→ **Istruzioni**
[a] Ricopia dal brano sulla Ferrari a Melbourne la parte che si apre con le parole contenenti "La SF90 ha ottenuto" e si chiude con "di questa classifica.".
[b] Secondo il brano sulla Ferrari a Melbourne, quale velocità ha raggiunto la Mercedes di Valtteri Bottas alla speed trap?

→ **Brano**
>>
Gli uomini di Maranello avevano già capito nelle prove libere che la Ferrari avrebbe dovuto giocare un weekend in difesa. Gli errori sono stati fatti a casa e non c'era modo di ripararli in pista. La lezione è servita e in Bahrain la SF90 tornerà a essere quella di Barcellona...

Sebastian Vettel, Ferrari SF90

Sebastian Vettel, Ferrari SF90

Sam Bloxham / Motorsport Images

La debacle Ferrari a Melbourne va analizzata con freddezza e senza isterismi. La SF90 vista in Autralia era troppo brutta per essere vera. Ora tocca a Mattia Binotto evitare che la squadra vada nel panico, per ritrovare il bandolo della matassa perduto completamente fra i… canguri.

 

Il disastro è emerso per una serie di fattori che proviamo ad analizzare.

Sebastian Vettel ha ottenuto il suo giro più veloce in gara alla 16esima tornata in 1’27”954, due giri dopo aver montato le gomme Medie (gialle) con le quali è arrivato alla bandiera a scacchi. Il tedesco da quel momento non è riuscito a migliorare la sua prestazione che alla fine è risultata l’ottava del GP d’Australia 2019.

La SF90 ha ottenuto il miglior riscontro quando aveva ancora il serbatoio pieno, ma poi non ha saputo far scendere i suoi tempi sebbene la Rossa si stesse alleggerendo per il consumo del carburante, segno che sulla SF90 c’era qualche problema serio da tenere d’occhio.

 

Il tedesco, infatti, si è beccato un distacco sul giro di 2”384 dal limite raggiunto da Valtteri Bottas che con la Mercedes ha guadagnato il 26esimo punto iridato del weekend. Un’enormità per la F1 moderna, specie se compariamo le prestazioni di due top.

Charles Leclerc, che ha rispettato l’ordine della Scuderia di accodarsi al capitano in difficoltà senza tentare alcun sorpasso, la sua prestazione migliore l’ha ottenuta all’ultimo giro, il 58esimo, girando in 1’26”926 a 1”346 dal finlandese, collocandosi al quarto posto di questa classifica.

 

Fra le due Rosse è ballato un secondo: quando emergono differenze così clamorose è lapalissiano che non si può ridurre il tutto a soli problemi di set up. È evidente che la Ferrari di Seb da un certo momento della corsa ha dovuto ridurre il passo, ma per evitare che cosa?

Senza voler prendere in considerazione la velocità massima alla speed trap di Pierre Gasly con la Red Bull che è stata a lungo in scia della Toro Rosso di Daniil Kvyat (il francese all’Albert Park ha toccato i 321,9 km/h!) può essere interessante comparare la velocità di Valtteri Bottas (che ha fatto gara solitaria) con quella di Vettel.

La freccia d’argento è arrivata a 311,4 km/h, mentre la Rossa del tedesco non ha superato 303,7 km/h e Charles Leclerc, probabilmente più carico aerodinamicamente, si è fermato a 297,4 km/h. Insomma i 7,7 km/h presi da Vettel alla speed trap devono far riflettere.
<<
→ **Dati**
>>
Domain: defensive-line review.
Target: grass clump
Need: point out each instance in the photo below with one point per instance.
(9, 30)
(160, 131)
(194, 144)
<<
→ **Risposte attese**
[a]
La SF90 ha ottenuto il miglior riscontro quando aveva ancora il serbatoio pieno, ma poi non ha saputo far scendere i suoi tempi sebbene la Rossa si stesse alleggerendo per il consumo del carburante, segno che sulla SF90 c’era qualche problema serio da tenere d’occhio.

 

Il tedesco, infatti, si è beccato un distacco sul giro di 2”384 dal limite raggiunto da Valtteri Bottas che con la Mercedes ha guadagnato il 26esimo punto iridato del weekend. Un’enormità per la F1 moderna, specie se compariamo le prestazioni di due top.

Charles Leclerc, che ha rispettato l’ordine della Scuderia di accodarsi al capitano in difficoltà senza tentare alcun sorpasso, la sua prestazione migliore l’ha ottenuta all’ultimo giro, il 58esimo, girando in 1’26”926 a 1”346 dal finlandese, collocandosi al quarto posto di questa classifica.

[b] 311,4 km/h.